What is asked: Output the full listing below exactly, without the pictures.

═════ Rows ═════

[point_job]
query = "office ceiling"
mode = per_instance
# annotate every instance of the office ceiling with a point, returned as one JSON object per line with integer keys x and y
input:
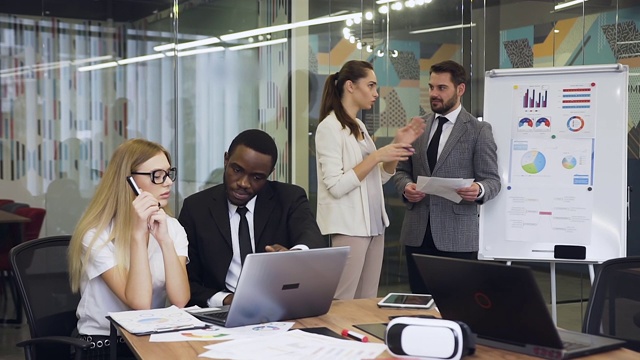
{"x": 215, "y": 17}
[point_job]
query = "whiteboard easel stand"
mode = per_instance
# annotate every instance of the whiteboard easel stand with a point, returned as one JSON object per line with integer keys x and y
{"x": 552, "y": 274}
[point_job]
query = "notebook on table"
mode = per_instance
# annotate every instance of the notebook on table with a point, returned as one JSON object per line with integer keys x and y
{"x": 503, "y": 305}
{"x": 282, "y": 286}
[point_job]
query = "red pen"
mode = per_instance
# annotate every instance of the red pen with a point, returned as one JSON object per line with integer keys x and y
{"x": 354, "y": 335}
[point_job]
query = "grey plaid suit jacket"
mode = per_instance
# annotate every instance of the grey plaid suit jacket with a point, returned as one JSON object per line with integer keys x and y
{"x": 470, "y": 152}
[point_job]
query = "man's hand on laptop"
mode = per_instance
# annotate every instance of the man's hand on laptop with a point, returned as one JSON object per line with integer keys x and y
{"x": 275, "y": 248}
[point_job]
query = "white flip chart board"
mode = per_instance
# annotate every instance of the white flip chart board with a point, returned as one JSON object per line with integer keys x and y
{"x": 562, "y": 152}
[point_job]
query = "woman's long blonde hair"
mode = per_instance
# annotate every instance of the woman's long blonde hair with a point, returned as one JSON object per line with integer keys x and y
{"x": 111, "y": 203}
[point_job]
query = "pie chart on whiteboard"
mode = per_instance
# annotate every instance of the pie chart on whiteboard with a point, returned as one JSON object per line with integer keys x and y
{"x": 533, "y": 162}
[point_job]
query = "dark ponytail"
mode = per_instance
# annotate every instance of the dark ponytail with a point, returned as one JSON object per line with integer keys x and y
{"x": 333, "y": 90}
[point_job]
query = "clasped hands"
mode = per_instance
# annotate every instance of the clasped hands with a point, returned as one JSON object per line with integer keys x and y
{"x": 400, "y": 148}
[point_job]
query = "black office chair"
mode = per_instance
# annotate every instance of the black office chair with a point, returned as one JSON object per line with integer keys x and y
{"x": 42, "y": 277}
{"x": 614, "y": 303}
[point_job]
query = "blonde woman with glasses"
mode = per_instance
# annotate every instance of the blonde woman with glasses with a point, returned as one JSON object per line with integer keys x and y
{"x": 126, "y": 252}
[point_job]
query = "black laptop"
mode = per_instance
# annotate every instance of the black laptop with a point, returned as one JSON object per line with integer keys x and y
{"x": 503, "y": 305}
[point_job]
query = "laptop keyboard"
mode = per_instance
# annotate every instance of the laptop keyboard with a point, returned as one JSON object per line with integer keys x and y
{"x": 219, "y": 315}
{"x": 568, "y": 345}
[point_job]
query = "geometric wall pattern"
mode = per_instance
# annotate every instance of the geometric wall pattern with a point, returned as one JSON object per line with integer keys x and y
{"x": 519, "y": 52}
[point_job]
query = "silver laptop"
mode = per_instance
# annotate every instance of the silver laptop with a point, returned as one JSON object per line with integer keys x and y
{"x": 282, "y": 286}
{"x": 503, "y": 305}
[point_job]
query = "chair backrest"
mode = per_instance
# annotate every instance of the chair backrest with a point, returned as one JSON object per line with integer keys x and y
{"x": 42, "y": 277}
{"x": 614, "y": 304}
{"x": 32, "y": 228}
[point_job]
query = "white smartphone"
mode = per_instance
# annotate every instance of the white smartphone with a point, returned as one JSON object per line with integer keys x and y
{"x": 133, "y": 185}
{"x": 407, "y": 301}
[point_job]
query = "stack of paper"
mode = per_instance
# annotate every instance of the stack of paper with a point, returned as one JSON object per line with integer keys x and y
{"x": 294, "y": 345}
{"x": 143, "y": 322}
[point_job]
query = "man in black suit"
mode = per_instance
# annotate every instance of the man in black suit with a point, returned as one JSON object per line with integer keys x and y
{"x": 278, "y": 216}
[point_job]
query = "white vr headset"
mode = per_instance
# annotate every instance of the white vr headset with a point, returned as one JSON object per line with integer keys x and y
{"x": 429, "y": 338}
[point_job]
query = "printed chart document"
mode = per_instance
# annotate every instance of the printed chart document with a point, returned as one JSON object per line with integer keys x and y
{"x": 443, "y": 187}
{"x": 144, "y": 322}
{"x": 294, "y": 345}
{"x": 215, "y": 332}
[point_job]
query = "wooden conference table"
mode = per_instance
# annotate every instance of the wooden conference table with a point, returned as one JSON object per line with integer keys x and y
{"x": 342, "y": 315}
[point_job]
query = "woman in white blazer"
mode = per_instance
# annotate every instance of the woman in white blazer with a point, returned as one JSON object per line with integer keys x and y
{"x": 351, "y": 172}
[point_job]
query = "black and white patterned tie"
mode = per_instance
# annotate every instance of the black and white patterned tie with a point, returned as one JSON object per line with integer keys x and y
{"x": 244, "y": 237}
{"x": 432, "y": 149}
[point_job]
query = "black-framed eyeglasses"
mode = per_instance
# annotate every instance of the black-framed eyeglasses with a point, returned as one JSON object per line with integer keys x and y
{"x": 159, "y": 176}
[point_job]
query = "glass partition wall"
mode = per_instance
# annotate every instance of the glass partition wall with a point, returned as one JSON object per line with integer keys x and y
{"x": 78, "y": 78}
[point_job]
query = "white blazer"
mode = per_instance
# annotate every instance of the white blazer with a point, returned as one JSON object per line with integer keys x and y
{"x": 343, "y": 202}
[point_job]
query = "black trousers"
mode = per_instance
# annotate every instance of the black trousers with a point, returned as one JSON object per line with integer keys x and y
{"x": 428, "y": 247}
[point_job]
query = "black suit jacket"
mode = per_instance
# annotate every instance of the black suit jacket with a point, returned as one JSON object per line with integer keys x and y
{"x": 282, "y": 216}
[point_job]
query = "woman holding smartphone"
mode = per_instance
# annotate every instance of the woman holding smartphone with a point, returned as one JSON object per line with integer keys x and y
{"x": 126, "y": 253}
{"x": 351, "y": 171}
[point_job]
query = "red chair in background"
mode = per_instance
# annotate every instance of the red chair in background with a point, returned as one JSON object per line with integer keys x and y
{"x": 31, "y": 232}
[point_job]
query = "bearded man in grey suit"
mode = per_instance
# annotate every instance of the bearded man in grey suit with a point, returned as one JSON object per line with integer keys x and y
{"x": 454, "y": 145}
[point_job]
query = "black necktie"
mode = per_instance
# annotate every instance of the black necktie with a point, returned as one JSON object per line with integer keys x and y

═════

Completed task:
[point_job]
query = "office ceiling"
mode = per_instance
# annotate every instance of the office ceiling with a point, returned as one JSON object per line with integer keys x and y
input:
{"x": 215, "y": 17}
[point_job]
query = "whiteboard easel stand"
mode = per_instance
# annotate every instance of the whiteboard easel stand with a point, returned as one JSON object per line with integer keys x and y
{"x": 552, "y": 274}
[point_job]
query = "notebook on table"
mode = per_instance
# annotate every instance of the notebook on table with a point, returned as one JSON object per line with integer keys x and y
{"x": 503, "y": 305}
{"x": 282, "y": 286}
[point_job]
query = "red pen"
mode = per_instance
# annotate every instance of the red pen with a point, returned as one JSON object per line with integer keys x and y
{"x": 354, "y": 335}
[point_job]
query = "grey plaid suit jacket"
mode = per_instance
# annotate every instance of the grey plaid suit jacket with a point, returned as one JSON object per line with integer keys x and y
{"x": 470, "y": 152}
[point_job]
query = "man's hand on laptop"
mode = per_instance
# annotate every instance of the man's hand on laptop with a point, returned as one JSON object per line with integer keys x and y
{"x": 275, "y": 248}
[point_job]
query = "white flip chart board"
mode = per_instance
# annotate every instance of the white flip chart board with a point, returned as one JSON object per line with integer keys x and y
{"x": 562, "y": 152}
[point_job]
query = "woman's long blonde hair"
mode = per_instance
# annotate every instance of the woman's long blonde hair with a point, returned as one JSON object per line with integer keys x and y
{"x": 111, "y": 203}
[point_job]
query = "pie chart on whiteboard"
mode = per_instance
# annotate every instance of the pie chart on whiteboard with a point, returned as one JSON object per line with integer keys x and y
{"x": 533, "y": 162}
[point_job]
query = "dark ponytail"
mode = per_instance
# annotate every instance of the dark ponytail with a point, returned as one JSON object per line with integer keys x and y
{"x": 333, "y": 90}
[point_job]
query = "clasped hands"
mode = per_instance
# annotate every instance of the clasped hands with a point, returned as one JSON object per line with integer keys x and y
{"x": 400, "y": 148}
[point_job]
query = "black office chair"
mode = per_instance
# annotate every instance of the black office chair with a point, returned as one JSON object per line with integer keys x and y
{"x": 42, "y": 277}
{"x": 614, "y": 303}
[point_job]
query = "blonde woman with glasses"
mode = per_instance
# annotate every instance of the blonde woman with glasses with a point, returned as one JSON object per line with integer keys x and y
{"x": 126, "y": 252}
[point_job]
query = "black laptop"
mode = per_instance
# annotate every instance of the black laptop with a point, returned as one JSON object per line with integer keys x and y
{"x": 503, "y": 305}
[point_job]
query = "laptop keyboard"
mode = per_instance
# annotate every instance of the laptop keyboard with a point, returned as one JSON object per line with integer keys x and y
{"x": 219, "y": 315}
{"x": 568, "y": 345}
[point_job]
query = "geometric wall pattern"
mode = per_instance
# annotate every instance of the geometric wall pattern with a point, returned as one JSON object per line with integer keys x and y
{"x": 519, "y": 52}
[point_job]
query = "silver laptop"
mode = per_instance
# annotate every instance of the silver laptop with a point, returned as one JSON object per line with integer keys x and y
{"x": 282, "y": 286}
{"x": 503, "y": 305}
[point_job]
query = "chair backrest"
mode = per_instance
# annotate every instance of the chair backrest with a point, returned as one JSON object per line with integer keys x and y
{"x": 42, "y": 277}
{"x": 614, "y": 304}
{"x": 32, "y": 228}
[point_job]
query = "white smartphone"
mode = per_instance
# annotate every instance of the white smartphone with a point, returned as one JSON object per line with integer keys x and y
{"x": 133, "y": 185}
{"x": 407, "y": 301}
[point_job]
query = "stack of paper"
mode = per_instance
# annotate every instance of the stack of paper with a point, returned as one JSON object per line with integer keys x and y
{"x": 294, "y": 345}
{"x": 143, "y": 322}
[point_job]
query = "man in black suit"
mode = per_instance
# annotate every instance of the man in black suit with a point, returned as one JSON object per line with integer keys x and y
{"x": 278, "y": 216}
[point_job]
query = "white vr headset"
mode = per_instance
# annotate every instance of the white vr headset with a point, returned as one JSON object per line with integer keys x and y
{"x": 429, "y": 338}
[point_job]
query = "printed chart document"
mode = per_instance
# annotate every instance of the printed chart document with a point, returned as one JSON object per line with integer keys x and y
{"x": 443, "y": 187}
{"x": 144, "y": 322}
{"x": 294, "y": 345}
{"x": 215, "y": 332}
[point_job]
query = "wooden conference table"
mode = per_instance
# annotate every instance of the wooden conference table with a point, returned as one JSON object per line with integer keys x and y
{"x": 342, "y": 315}
[point_job]
query = "woman in white blazer"
mode = per_instance
# annotate every instance of the woman in white blazer with a point, returned as one JSON object per line with integer keys x and y
{"x": 351, "y": 172}
[point_job]
query = "black and white patterned tie"
mode = per_instance
# annotate every instance of the black and white patterned tie with a point, returned as one JSON object per line with integer keys x and y
{"x": 244, "y": 237}
{"x": 432, "y": 149}
[point_job]
query = "black-framed eyeglasses"
mode = per_instance
# annotate every instance of the black-framed eyeglasses with a point, returned as one JSON object per line with integer keys x and y
{"x": 159, "y": 176}
[point_job]
query = "glass partition wall"
mode = per_instance
# annotate every instance of the glass partition wall with a point, returned as one JSON object per line with integer keys x and y
{"x": 78, "y": 78}
[point_job]
query = "white blazer"
mode = per_instance
# annotate every instance of the white blazer with a point, returned as one JSON object per line with integer keys x and y
{"x": 343, "y": 202}
[point_job]
query = "black trousers"
mode = per_instance
# annotate every instance of the black trousers with a point, returned as one JSON object per line with integer keys x and y
{"x": 428, "y": 247}
[point_job]
query = "black suit jacket"
mode = per_instance
# annotate every instance of the black suit jacket with a point, returned as one JSON object per line with integer keys x and y
{"x": 282, "y": 216}
[point_job]
query = "woman holding smartphone"
mode = per_instance
# annotate every instance of the woman holding smartphone with a point, returned as one JSON object per line with integer keys x and y
{"x": 126, "y": 253}
{"x": 351, "y": 171}
[point_job]
query = "red chair in background"
mode = per_instance
# annotate every instance of the red chair in background with a point, returned as one JSON object per line with integer keys x and y
{"x": 31, "y": 232}
[point_job]
query = "bearded man in grey suit"
mode = per_instance
# annotate every instance of the bearded man in grey suit with a point, returned as one JSON object per line with integer keys x and y
{"x": 454, "y": 145}
[point_job]
query = "black necktie"
mode = per_instance
# annotate every instance of the black necktie with a point, returned as one JSON object per line with integer keys x and y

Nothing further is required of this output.